- What is required
Rewrite the listing below with every "photo" swapped for "image" and nothing else changed. Leave the pictures out of your version.

- Material provided
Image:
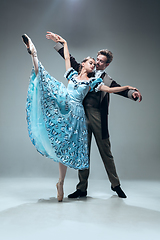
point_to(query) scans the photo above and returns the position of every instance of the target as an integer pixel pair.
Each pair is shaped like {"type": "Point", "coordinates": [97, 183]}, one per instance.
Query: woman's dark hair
{"type": "Point", "coordinates": [107, 53]}
{"type": "Point", "coordinates": [85, 60]}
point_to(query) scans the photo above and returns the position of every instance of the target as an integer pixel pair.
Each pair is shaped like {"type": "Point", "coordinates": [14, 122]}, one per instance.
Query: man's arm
{"type": "Point", "coordinates": [132, 94]}
{"type": "Point", "coordinates": [60, 49]}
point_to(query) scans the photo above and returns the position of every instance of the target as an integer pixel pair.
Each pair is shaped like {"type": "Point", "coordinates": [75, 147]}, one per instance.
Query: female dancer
{"type": "Point", "coordinates": [55, 114]}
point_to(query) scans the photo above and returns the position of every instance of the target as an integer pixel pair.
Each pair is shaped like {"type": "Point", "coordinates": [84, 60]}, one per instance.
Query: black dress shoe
{"type": "Point", "coordinates": [119, 191]}
{"type": "Point", "coordinates": [78, 193]}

- Task solution
Image:
point_to(query) scans the image above and returns the position of every instance of the target as an integer pixel pair.
Each pair is shaped like {"type": "Point", "coordinates": [97, 183]}, one per instance.
Query: woman's dark hair
{"type": "Point", "coordinates": [107, 53]}
{"type": "Point", "coordinates": [85, 60]}
point_to(query) scans the image above and returns the position of every instance of the target as an integer pixel pair.
Each pair is shaped like {"type": "Point", "coordinates": [14, 122]}, one per instance.
Query: man's arm
{"type": "Point", "coordinates": [132, 94]}
{"type": "Point", "coordinates": [60, 49]}
point_to(query) scans the image above and returns the position of every instance of the target as an integer pixel pair.
Each pair is shaped like {"type": "Point", "coordinates": [75, 147]}, one per instance.
Query: female dancer
{"type": "Point", "coordinates": [55, 114]}
point_to(query) scans the image above and returns the position of every instance of the target as an integer pixel pair.
Each pair is shaped like {"type": "Point", "coordinates": [84, 60]}, one per instance.
Query: black dress shoe
{"type": "Point", "coordinates": [119, 191]}
{"type": "Point", "coordinates": [78, 193]}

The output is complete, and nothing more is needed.